Subscribe to mailing list

Get notified when we have new updates or new posts!

Subscribe Unicorn Data Science cover image
jen@unicornds.org profile image jen@unicornds.org

The Future of Data Science is Agentic Ops

AI agents are increasingly functioning like workers in our organizations -- yet most companies have no system to manage, evaluate, or course-correct them. That gap is data science's next big opportunity.

The Future of Data Science is Agentic Ops
Photo by Eric Krull / Unsplash

Ask data scientists how the job market feels right now, and many will describe a quiet tension. On paper, the outlook is strong — the World Economic Forum's Future of Jobs Report 2025 ranked data roles at the very top of the fastest-growing jobs list. And yet the field is changing in ways that are hard to ignore on the ground.

Over the past decade, machine learning work — building, deploying, and maintaining models — has gradually migrated toward engineering. MLOps and ML engineering became their own disciplines. Meanwhile, routine analytics work is increasingly assisted by AI tools. The data scientist who once owned the entire stack now operates in a more fragmented and also more competitive landscape.

So where should we go from here?

Agents Are Becoming Workers

The most significant shift happening right now is the rise of autonomous AI agents. Many of us rely on agents every day to get work done. Many of us already have agents running in our products and internal systems. In a very real sense, they are beginning to function like colleagues.

Data backs this up. Gartner predicts that 40% of enterprise applications will integrate task-specific agents by end of 2026, up from less than 5% in 2025. These agents are being embedded into internal workflows as well as customer-facing systems. They are, in many organizations, autonomously executing tasks, making decisions, and producing outputs that real stakeholders depend on. Effectively, agents are operating like workers.

Cue the "what could possibly go wrong" meme. We are now deploying fleets of agentic workers we have yet to learn how to manage effectively.

From People Ops to Agentic Ops

In 2015, Laszlo Bock published "Work Rules!", documenting how Google had rebranded HR into "People Ops." The insight was that managing people well goes much beyond administrative work – it is strategic work requiring data, feedback loops, and continuous improvement.

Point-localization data
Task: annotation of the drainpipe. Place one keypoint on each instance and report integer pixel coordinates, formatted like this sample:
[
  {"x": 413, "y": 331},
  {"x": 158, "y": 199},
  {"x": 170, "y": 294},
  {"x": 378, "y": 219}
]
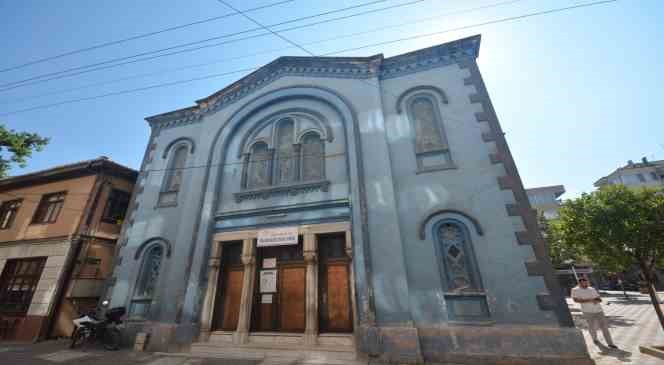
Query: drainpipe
[{"x": 76, "y": 242}]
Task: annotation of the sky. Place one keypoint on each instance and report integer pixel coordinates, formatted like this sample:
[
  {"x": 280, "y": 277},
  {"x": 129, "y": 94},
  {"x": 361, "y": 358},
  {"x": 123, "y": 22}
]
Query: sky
[{"x": 576, "y": 92}]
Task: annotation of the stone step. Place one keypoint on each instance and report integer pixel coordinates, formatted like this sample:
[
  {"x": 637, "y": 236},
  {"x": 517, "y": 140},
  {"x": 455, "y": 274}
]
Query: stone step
[{"x": 317, "y": 354}]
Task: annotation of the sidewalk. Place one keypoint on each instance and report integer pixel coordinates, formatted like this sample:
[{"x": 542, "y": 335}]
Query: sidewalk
[
  {"x": 58, "y": 352},
  {"x": 632, "y": 323}
]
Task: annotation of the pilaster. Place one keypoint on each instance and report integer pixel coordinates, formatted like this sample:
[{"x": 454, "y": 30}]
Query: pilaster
[
  {"x": 214, "y": 267},
  {"x": 311, "y": 259},
  {"x": 249, "y": 261}
]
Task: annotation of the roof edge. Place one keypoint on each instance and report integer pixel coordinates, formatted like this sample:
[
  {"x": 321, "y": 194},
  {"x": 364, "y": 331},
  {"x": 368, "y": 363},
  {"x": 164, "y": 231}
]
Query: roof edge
[
  {"x": 339, "y": 67},
  {"x": 82, "y": 168}
]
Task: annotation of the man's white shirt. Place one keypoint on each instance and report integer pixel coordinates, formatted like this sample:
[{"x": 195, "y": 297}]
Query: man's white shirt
[{"x": 587, "y": 293}]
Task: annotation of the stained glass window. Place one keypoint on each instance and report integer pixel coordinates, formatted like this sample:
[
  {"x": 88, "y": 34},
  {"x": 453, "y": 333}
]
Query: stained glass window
[
  {"x": 176, "y": 170},
  {"x": 286, "y": 157},
  {"x": 457, "y": 257},
  {"x": 428, "y": 136},
  {"x": 147, "y": 281},
  {"x": 259, "y": 173},
  {"x": 312, "y": 157}
]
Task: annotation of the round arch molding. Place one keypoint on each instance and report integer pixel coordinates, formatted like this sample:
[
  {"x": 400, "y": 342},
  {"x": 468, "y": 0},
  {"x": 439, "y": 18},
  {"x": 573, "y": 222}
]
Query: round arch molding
[{"x": 421, "y": 229}]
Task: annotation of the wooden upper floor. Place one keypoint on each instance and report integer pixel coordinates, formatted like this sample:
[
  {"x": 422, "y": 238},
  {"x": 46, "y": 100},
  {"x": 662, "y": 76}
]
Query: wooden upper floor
[{"x": 85, "y": 198}]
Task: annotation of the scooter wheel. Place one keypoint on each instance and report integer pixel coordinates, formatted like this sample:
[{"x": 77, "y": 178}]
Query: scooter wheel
[{"x": 77, "y": 338}]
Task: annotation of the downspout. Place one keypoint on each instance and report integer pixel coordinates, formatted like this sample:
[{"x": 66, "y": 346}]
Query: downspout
[{"x": 74, "y": 252}]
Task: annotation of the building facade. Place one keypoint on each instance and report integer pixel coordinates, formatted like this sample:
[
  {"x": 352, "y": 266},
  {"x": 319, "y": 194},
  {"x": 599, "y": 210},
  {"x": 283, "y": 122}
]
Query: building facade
[
  {"x": 546, "y": 200},
  {"x": 640, "y": 174},
  {"x": 58, "y": 229},
  {"x": 364, "y": 205}
]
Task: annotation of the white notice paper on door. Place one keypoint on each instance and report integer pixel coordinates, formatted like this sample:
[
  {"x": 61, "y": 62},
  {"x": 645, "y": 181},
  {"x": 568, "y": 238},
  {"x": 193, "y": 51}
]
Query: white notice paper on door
[
  {"x": 268, "y": 281},
  {"x": 277, "y": 237}
]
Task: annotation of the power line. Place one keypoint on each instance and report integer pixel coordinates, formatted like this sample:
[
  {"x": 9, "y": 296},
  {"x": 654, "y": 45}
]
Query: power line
[
  {"x": 268, "y": 29},
  {"x": 66, "y": 75},
  {"x": 224, "y": 164},
  {"x": 513, "y": 18},
  {"x": 121, "y": 92},
  {"x": 19, "y": 83},
  {"x": 348, "y": 35},
  {"x": 283, "y": 37},
  {"x": 138, "y": 36}
]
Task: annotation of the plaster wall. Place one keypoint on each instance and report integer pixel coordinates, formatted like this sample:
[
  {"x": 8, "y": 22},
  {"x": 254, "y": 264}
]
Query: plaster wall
[
  {"x": 77, "y": 189},
  {"x": 56, "y": 253},
  {"x": 472, "y": 188}
]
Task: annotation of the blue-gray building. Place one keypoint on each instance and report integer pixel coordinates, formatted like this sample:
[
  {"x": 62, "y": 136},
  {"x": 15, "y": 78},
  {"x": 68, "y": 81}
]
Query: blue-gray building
[{"x": 342, "y": 207}]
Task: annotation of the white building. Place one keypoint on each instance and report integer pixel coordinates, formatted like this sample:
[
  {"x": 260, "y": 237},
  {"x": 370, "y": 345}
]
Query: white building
[
  {"x": 545, "y": 200},
  {"x": 644, "y": 173}
]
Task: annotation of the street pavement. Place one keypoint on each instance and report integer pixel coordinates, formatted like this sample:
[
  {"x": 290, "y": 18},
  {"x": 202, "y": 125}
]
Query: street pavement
[{"x": 632, "y": 323}]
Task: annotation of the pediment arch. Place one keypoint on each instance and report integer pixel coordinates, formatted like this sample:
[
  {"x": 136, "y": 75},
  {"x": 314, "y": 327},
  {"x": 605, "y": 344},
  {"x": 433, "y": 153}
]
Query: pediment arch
[{"x": 268, "y": 125}]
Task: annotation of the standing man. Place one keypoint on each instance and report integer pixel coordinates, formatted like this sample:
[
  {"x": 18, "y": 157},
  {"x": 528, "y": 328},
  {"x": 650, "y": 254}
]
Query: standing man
[{"x": 592, "y": 311}]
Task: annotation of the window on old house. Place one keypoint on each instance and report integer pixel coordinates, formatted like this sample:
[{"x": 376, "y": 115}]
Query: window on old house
[
  {"x": 146, "y": 283},
  {"x": 8, "y": 212},
  {"x": 18, "y": 283},
  {"x": 458, "y": 259},
  {"x": 49, "y": 208},
  {"x": 116, "y": 207},
  {"x": 313, "y": 163}
]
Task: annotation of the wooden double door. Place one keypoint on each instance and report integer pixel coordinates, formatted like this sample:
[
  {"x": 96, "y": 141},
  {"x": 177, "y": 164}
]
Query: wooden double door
[
  {"x": 334, "y": 291},
  {"x": 280, "y": 289},
  {"x": 280, "y": 305},
  {"x": 227, "y": 303}
]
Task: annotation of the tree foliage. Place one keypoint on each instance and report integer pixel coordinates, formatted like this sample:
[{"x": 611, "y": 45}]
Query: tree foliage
[
  {"x": 616, "y": 228},
  {"x": 17, "y": 147}
]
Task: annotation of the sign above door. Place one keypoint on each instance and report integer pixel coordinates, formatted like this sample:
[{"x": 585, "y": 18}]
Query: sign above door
[{"x": 277, "y": 237}]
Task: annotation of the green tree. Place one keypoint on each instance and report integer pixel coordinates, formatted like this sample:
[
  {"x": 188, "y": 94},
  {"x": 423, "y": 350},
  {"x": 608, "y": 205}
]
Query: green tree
[
  {"x": 17, "y": 147},
  {"x": 616, "y": 228}
]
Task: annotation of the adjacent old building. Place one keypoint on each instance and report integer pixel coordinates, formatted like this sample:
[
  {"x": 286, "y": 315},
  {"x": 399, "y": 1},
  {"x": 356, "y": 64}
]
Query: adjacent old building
[
  {"x": 58, "y": 229},
  {"x": 640, "y": 174},
  {"x": 342, "y": 207}
]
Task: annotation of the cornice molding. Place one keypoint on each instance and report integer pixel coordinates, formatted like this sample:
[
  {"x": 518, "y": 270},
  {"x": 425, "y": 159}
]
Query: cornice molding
[{"x": 330, "y": 67}]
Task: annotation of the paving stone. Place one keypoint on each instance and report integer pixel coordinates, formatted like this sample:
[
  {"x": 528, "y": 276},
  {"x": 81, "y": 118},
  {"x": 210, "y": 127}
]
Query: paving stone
[
  {"x": 632, "y": 322},
  {"x": 65, "y": 355}
]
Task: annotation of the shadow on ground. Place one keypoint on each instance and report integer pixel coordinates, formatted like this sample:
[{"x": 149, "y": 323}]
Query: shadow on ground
[{"x": 613, "y": 321}]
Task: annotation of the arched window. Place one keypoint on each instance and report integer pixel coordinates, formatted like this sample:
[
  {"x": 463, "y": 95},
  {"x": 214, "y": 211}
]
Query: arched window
[
  {"x": 286, "y": 158},
  {"x": 458, "y": 259},
  {"x": 259, "y": 166},
  {"x": 431, "y": 147},
  {"x": 146, "y": 283},
  {"x": 427, "y": 128},
  {"x": 175, "y": 171},
  {"x": 313, "y": 167}
]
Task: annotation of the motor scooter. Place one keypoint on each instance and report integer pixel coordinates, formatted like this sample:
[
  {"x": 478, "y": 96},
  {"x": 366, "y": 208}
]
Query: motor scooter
[{"x": 88, "y": 328}]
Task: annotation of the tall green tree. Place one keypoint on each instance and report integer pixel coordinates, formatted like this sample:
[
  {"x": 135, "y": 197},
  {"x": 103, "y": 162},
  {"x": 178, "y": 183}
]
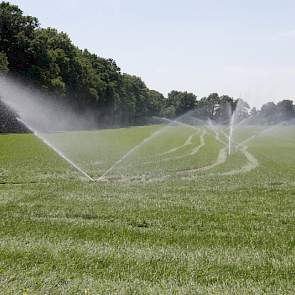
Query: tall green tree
[{"x": 3, "y": 63}]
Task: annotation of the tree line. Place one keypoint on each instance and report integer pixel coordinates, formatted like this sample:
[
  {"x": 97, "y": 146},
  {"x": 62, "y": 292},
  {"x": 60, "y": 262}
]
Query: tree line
[{"x": 49, "y": 60}]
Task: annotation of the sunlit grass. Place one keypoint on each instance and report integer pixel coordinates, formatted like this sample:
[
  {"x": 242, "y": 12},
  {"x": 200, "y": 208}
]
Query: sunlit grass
[{"x": 205, "y": 233}]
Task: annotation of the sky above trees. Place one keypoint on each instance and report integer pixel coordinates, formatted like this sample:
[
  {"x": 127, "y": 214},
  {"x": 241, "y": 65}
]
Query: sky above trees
[{"x": 242, "y": 48}]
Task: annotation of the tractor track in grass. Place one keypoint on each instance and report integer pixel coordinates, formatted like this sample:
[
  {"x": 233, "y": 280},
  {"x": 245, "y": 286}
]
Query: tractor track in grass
[{"x": 194, "y": 151}]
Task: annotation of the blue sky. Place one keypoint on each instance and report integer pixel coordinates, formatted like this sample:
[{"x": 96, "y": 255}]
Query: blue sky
[{"x": 238, "y": 47}]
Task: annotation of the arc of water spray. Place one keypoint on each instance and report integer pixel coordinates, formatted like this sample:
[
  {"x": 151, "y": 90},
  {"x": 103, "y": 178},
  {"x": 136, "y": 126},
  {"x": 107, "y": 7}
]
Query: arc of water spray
[
  {"x": 129, "y": 153},
  {"x": 43, "y": 139}
]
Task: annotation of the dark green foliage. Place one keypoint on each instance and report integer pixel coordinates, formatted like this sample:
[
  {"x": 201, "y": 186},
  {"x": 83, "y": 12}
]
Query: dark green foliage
[{"x": 48, "y": 58}]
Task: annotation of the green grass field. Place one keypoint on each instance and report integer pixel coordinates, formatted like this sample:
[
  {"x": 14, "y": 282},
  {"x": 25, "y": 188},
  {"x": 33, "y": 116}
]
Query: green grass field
[{"x": 177, "y": 216}]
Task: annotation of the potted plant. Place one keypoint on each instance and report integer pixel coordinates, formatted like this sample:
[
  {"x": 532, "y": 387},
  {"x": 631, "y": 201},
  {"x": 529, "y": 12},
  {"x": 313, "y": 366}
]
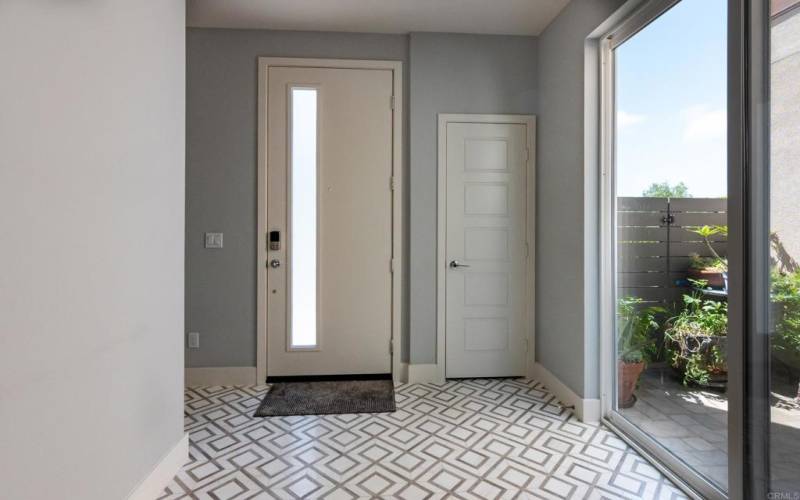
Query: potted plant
[
  {"x": 635, "y": 345},
  {"x": 696, "y": 340},
  {"x": 785, "y": 315},
  {"x": 713, "y": 270}
]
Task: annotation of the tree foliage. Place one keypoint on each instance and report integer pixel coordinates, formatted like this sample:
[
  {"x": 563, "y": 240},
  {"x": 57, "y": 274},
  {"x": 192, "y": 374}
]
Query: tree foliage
[{"x": 665, "y": 190}]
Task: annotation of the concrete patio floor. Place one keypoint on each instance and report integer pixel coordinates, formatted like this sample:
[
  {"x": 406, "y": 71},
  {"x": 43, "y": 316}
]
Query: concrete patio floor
[{"x": 692, "y": 424}]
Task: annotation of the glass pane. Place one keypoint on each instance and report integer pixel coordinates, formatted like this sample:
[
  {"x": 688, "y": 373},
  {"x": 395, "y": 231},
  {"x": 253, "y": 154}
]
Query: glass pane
[
  {"x": 785, "y": 250},
  {"x": 303, "y": 224},
  {"x": 671, "y": 185}
]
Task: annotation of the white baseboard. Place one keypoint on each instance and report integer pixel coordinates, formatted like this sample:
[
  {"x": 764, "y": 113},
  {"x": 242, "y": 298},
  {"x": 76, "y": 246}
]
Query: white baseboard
[
  {"x": 400, "y": 374},
  {"x": 220, "y": 375},
  {"x": 424, "y": 373},
  {"x": 587, "y": 410},
  {"x": 153, "y": 485}
]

▶ Parts of the exercise:
a: From the article on agentic ops, repeat the passage starting with "Agents Are Becoming" and going on through "operating like workers.".
b: Answer these questions from the article on agentic ops:
(i) Which report ranked data roles at the top of the fastest-growing jobs list?
(ii) What share of enterprise applications does Gartner predict will integrate task-specific agents by the end of 2026?
(iii) What did Google rebrand HR into, according to "Work Rules!"?

▶ Answers by item:
a:
Agents Are Becoming Workers

The most significant shift happening right now is the rise of autonomous AI agents. Many of us rely on agents every day to get work done. Many of us already have agents running in our products and internal systems. In a very real sense, they are beginning to function like colleagues.

Data backs this up. Gartner predicts that 40% of enterprise applications will integrate task-specific agents by end of 2026, up from less than 5% in 2025. These agents are being embedded into internal workflows as well as customer-facing systems. They are, in many organizations, autonomously executing tasks, making decisions, and producing outputs that real stakeholders depend on. Effectively, agents are operating like workers.

b:
(i) The World Economic Forum's Future of Jobs Report 2025
(ii) 40%
(iii) "People Ops"